▶ **WORK INSTRUCTIONS**:
Extract every entry word for word.

+++ TASK INPUTS

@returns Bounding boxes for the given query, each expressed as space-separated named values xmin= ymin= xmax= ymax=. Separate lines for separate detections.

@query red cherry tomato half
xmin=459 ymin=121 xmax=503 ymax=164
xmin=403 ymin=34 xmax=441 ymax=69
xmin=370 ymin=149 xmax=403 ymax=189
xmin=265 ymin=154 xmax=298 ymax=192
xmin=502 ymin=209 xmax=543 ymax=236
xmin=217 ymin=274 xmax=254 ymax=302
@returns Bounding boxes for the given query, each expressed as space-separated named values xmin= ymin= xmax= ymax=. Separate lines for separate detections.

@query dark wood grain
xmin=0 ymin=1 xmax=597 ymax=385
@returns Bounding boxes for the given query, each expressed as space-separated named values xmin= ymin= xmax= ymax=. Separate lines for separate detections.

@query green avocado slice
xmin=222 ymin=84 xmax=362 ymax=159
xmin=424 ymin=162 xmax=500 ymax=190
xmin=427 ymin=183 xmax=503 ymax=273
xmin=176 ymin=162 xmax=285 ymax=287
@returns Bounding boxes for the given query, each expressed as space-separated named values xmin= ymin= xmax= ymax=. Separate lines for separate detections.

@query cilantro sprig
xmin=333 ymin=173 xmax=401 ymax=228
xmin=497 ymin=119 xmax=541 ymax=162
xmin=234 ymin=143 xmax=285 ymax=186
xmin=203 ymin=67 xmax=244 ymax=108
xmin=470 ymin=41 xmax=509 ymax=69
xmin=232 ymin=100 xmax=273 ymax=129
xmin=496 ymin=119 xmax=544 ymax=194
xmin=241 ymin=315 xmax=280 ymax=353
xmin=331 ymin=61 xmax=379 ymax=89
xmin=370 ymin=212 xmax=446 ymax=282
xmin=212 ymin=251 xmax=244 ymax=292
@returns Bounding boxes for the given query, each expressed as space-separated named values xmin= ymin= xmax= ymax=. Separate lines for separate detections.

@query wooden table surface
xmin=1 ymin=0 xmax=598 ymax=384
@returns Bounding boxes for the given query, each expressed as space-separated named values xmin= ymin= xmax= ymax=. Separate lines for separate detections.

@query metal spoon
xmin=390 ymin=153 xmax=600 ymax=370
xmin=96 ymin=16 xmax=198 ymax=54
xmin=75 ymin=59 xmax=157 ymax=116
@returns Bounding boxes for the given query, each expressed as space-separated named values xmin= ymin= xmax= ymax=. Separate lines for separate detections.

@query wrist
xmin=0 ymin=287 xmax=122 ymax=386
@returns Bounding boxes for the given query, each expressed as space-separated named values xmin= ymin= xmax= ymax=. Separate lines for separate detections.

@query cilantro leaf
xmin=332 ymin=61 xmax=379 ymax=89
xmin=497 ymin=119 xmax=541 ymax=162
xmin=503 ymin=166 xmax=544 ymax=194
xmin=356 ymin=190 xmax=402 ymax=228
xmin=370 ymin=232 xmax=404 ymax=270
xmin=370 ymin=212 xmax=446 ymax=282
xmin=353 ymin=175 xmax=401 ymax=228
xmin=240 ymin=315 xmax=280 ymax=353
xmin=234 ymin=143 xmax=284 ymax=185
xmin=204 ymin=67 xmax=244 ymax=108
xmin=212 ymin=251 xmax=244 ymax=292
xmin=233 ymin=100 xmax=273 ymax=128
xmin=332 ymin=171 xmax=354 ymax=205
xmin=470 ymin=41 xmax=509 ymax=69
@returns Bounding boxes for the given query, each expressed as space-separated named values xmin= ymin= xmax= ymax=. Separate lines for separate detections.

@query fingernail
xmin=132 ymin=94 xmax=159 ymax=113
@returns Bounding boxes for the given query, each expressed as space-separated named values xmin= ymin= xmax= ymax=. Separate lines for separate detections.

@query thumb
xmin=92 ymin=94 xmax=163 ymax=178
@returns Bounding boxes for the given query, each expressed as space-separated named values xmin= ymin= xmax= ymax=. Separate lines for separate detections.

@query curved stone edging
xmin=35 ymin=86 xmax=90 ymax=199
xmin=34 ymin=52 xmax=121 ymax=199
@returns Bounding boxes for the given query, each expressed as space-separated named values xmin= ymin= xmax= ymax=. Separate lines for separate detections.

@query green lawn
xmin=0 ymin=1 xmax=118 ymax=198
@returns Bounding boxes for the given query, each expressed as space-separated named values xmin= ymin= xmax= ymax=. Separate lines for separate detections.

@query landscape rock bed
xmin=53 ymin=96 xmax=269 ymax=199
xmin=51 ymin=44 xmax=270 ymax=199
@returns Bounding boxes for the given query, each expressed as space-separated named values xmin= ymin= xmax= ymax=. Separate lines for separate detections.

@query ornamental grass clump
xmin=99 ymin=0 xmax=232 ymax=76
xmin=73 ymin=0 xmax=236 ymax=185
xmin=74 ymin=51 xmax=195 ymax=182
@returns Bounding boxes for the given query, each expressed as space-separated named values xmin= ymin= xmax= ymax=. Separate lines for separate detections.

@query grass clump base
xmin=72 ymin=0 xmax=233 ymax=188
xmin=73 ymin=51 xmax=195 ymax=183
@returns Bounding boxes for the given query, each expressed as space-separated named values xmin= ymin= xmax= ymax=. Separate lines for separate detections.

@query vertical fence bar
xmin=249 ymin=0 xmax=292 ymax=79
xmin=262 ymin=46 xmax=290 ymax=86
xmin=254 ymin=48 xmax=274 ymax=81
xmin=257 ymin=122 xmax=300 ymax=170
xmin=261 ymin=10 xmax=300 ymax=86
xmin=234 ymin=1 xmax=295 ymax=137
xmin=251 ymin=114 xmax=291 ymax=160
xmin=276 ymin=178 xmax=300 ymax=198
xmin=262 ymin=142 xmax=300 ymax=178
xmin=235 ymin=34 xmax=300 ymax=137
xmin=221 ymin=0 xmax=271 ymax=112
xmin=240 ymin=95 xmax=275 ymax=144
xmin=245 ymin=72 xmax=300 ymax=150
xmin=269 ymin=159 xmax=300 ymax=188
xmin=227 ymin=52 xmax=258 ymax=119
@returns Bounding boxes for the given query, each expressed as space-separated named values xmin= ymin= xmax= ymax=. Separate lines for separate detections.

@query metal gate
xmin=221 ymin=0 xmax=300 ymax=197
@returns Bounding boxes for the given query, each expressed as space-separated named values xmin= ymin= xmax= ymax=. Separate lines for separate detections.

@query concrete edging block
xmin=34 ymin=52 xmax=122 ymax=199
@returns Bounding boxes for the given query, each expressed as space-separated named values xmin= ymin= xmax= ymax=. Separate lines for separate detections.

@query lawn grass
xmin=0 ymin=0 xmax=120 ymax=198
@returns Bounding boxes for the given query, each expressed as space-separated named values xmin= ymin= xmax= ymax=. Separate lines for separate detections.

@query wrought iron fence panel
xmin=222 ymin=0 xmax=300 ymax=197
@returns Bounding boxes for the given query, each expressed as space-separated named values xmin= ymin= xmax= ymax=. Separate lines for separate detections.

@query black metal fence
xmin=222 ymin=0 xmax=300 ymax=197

++++++

▶ **REPLY**:
@returns Bounding boxes for the given query, each expressed as space-separated named values xmin= ymin= xmax= ymax=. Separate lines for separate detections.

@query red cherry tomato half
xmin=459 ymin=121 xmax=503 ymax=164
xmin=403 ymin=34 xmax=441 ymax=69
xmin=370 ymin=149 xmax=403 ymax=189
xmin=265 ymin=154 xmax=298 ymax=192
xmin=502 ymin=209 xmax=543 ymax=236
xmin=217 ymin=274 xmax=254 ymax=302
@returns Bounding boxes for the given query, each expressed as space-separated named values xmin= ymin= xmax= ymax=. Separate lines for separate detections.

@query dark wood grain
xmin=0 ymin=1 xmax=597 ymax=385
@returns Bounding boxes for the given query, each expressed as space-separated named values xmin= ymin= xmax= ymax=. Separate lines for separate detections.

@query green avocado slice
xmin=222 ymin=84 xmax=362 ymax=159
xmin=424 ymin=162 xmax=500 ymax=190
xmin=427 ymin=183 xmax=503 ymax=273
xmin=176 ymin=162 xmax=285 ymax=287
@returns Bounding boxes for the given query, each expressed as space-separated named values xmin= ymin= xmax= ymax=. Separate lines for separate detections.

@query cilantro sprig
xmin=333 ymin=173 xmax=401 ymax=228
xmin=497 ymin=119 xmax=541 ymax=162
xmin=234 ymin=143 xmax=285 ymax=186
xmin=203 ymin=67 xmax=244 ymax=108
xmin=470 ymin=41 xmax=509 ymax=69
xmin=232 ymin=100 xmax=273 ymax=129
xmin=496 ymin=119 xmax=544 ymax=194
xmin=241 ymin=315 xmax=280 ymax=353
xmin=331 ymin=61 xmax=379 ymax=89
xmin=370 ymin=212 xmax=446 ymax=282
xmin=212 ymin=251 xmax=244 ymax=292
@returns Bounding boxes for the given query, each expressed as space-separated named values xmin= ymin= xmax= ymax=. Separate lines for separate detections.

@query wooden table surface
xmin=1 ymin=0 xmax=598 ymax=384
@returns Bounding boxes for the given query, each expressed as space-separated named values xmin= ymin= xmax= ymax=. Separate lines for separate detections.

@query metal spoon
xmin=390 ymin=153 xmax=600 ymax=370
xmin=96 ymin=16 xmax=198 ymax=54
xmin=75 ymin=59 xmax=157 ymax=116
@returns Bounding boxes for the given query, each expressed as space-separated named values xmin= ymin= xmax= ymax=. Separate lines for separate detections.

@query wrist
xmin=0 ymin=287 xmax=122 ymax=386
@returns Bounding boxes for the given query, each expressed as space-separated named values xmin= ymin= xmax= ymax=. Separate lines for separate detections.

@query cilantro leaf
xmin=332 ymin=61 xmax=379 ymax=89
xmin=497 ymin=119 xmax=541 ymax=162
xmin=503 ymin=166 xmax=544 ymax=194
xmin=356 ymin=190 xmax=402 ymax=228
xmin=370 ymin=232 xmax=404 ymax=270
xmin=370 ymin=212 xmax=446 ymax=282
xmin=353 ymin=175 xmax=401 ymax=228
xmin=240 ymin=315 xmax=280 ymax=353
xmin=234 ymin=143 xmax=284 ymax=185
xmin=204 ymin=67 xmax=244 ymax=108
xmin=212 ymin=251 xmax=244 ymax=292
xmin=233 ymin=100 xmax=273 ymax=128
xmin=332 ymin=171 xmax=354 ymax=205
xmin=470 ymin=41 xmax=509 ymax=69
@returns Bounding boxes for the given query, each expressed as space-separated named values xmin= ymin= xmax= ymax=. Separate lines for separate detections.

@query fingernail
xmin=132 ymin=94 xmax=159 ymax=113
@returns Bounding boxes for the given query, each expressed as space-separated named values xmin= ymin= xmax= ymax=. Separate lines for separate detections.

@query thumb
xmin=92 ymin=94 xmax=163 ymax=178
@returns Bounding boxes for the given query, each expressed as space-separated named values xmin= ymin= xmax= ymax=. Separate lines for separate detections.

@query curved stone edging
xmin=35 ymin=86 xmax=90 ymax=199
xmin=34 ymin=52 xmax=121 ymax=199
@returns Bounding boxes for the given query, each expressed as space-separated named values xmin= ymin= xmax= ymax=. Separate lines for separate detections.

@query green lawn
xmin=0 ymin=1 xmax=118 ymax=198
@returns Bounding boxes for the given query, each expressed as space-separated named values xmin= ymin= xmax= ymax=. Separate lines for separate detections.

@query landscape rock bed
xmin=53 ymin=96 xmax=269 ymax=199
xmin=51 ymin=44 xmax=270 ymax=199
@returns Bounding boxes for the given query, each expressed as space-separated named values xmin= ymin= xmax= ymax=. Separate lines for separate detections.

@query ornamental grass clump
xmin=99 ymin=0 xmax=232 ymax=76
xmin=73 ymin=0 xmax=236 ymax=185
xmin=74 ymin=51 xmax=195 ymax=182
@returns Bounding boxes for the given query, each expressed as space-separated named values xmin= ymin= xmax= ymax=. Separate lines for separate detections.

@query grass clump base
xmin=72 ymin=0 xmax=233 ymax=188
xmin=73 ymin=51 xmax=195 ymax=183
@returns Bounding boxes for the given query, each expressed as space-separated named values xmin= ymin= xmax= ymax=. Separate lines for separate detections.

@query vertical fence bar
xmin=249 ymin=0 xmax=292 ymax=79
xmin=262 ymin=46 xmax=290 ymax=86
xmin=254 ymin=48 xmax=274 ymax=81
xmin=257 ymin=122 xmax=300 ymax=170
xmin=261 ymin=10 xmax=300 ymax=86
xmin=234 ymin=1 xmax=295 ymax=137
xmin=251 ymin=114 xmax=291 ymax=160
xmin=276 ymin=178 xmax=300 ymax=198
xmin=262 ymin=142 xmax=300 ymax=178
xmin=235 ymin=34 xmax=300 ymax=137
xmin=221 ymin=0 xmax=271 ymax=112
xmin=240 ymin=95 xmax=275 ymax=144
xmin=245 ymin=72 xmax=300 ymax=150
xmin=269 ymin=159 xmax=300 ymax=188
xmin=227 ymin=52 xmax=258 ymax=119
@returns Bounding boxes for the given query, each expressed as space-separated named values xmin= ymin= xmax= ymax=. Separate lines for separate detections.

@query metal gate
xmin=221 ymin=0 xmax=300 ymax=197
@returns Bounding boxes for the given query, each expressed as space-separated named values xmin= ymin= xmax= ymax=. Separate lines for separate detections.

@query concrete edging block
xmin=34 ymin=52 xmax=122 ymax=199
@returns Bounding boxes for the given query, each expressed as space-separated named values xmin= ymin= xmax= ymax=. Separate lines for separate detections.

@query lawn grass
xmin=0 ymin=0 xmax=120 ymax=198
@returns Bounding boxes for the given query, each expressed as space-separated named values xmin= ymin= xmax= ymax=. Separate lines for separate detections.

@query wrought iron fence panel
xmin=222 ymin=0 xmax=300 ymax=197
@returns Bounding boxes for the given query, each expressed as space-separated named values xmin= ymin= xmax= ymax=. Separate lines for separate detections.

@query black metal fence
xmin=222 ymin=0 xmax=300 ymax=197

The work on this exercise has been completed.